ASSIGNMENT — Exactly as they stand, give the records below again, with no images.

DATA PROVIDED —
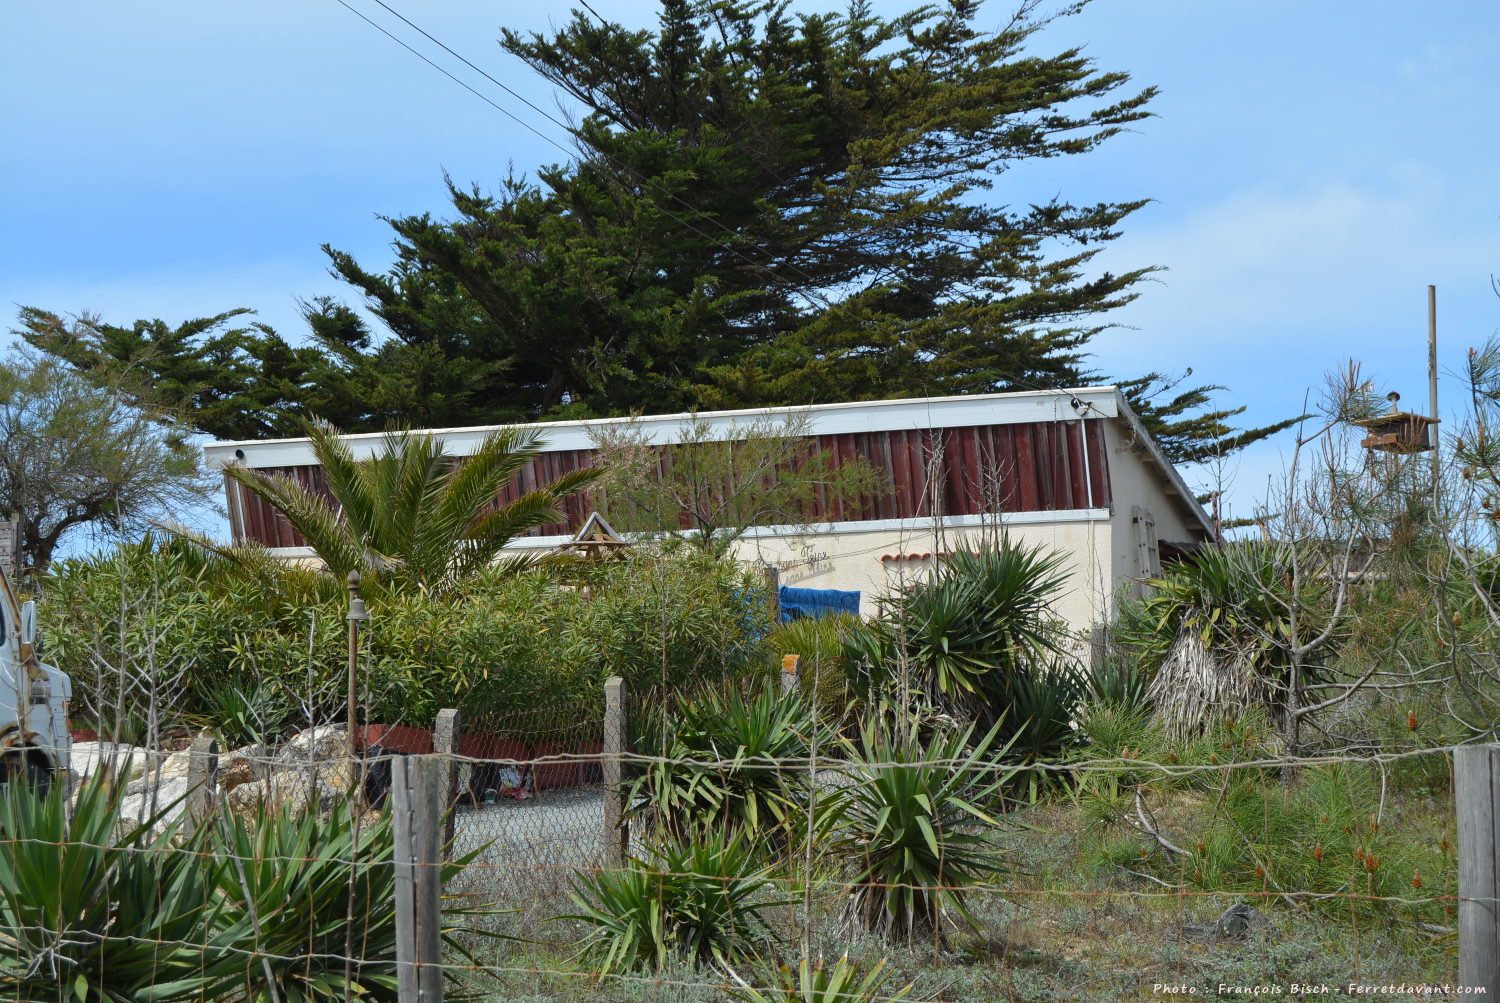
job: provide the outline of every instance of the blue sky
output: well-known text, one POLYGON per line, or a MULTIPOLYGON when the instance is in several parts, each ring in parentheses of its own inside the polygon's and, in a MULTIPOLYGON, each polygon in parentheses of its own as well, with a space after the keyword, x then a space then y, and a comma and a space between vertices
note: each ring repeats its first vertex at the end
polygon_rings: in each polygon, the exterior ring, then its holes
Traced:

YOUR SOLUTION —
job: provide the outline of every instance of the blue sky
output: well-known text, one POLYGON per line, or a MULTIPOLYGON when the instance is in several parts, each ring in parentheses of its own inside the polygon's and, in a MULTIPOLYGON, each polygon in parentheses of its own as well, with a space after the keyword, x then a space then y, and a comma and a space between vertices
note: each ring repeats its first vertex at the end
polygon_rings: in each polygon, the exterior ring, then its holes
Traced:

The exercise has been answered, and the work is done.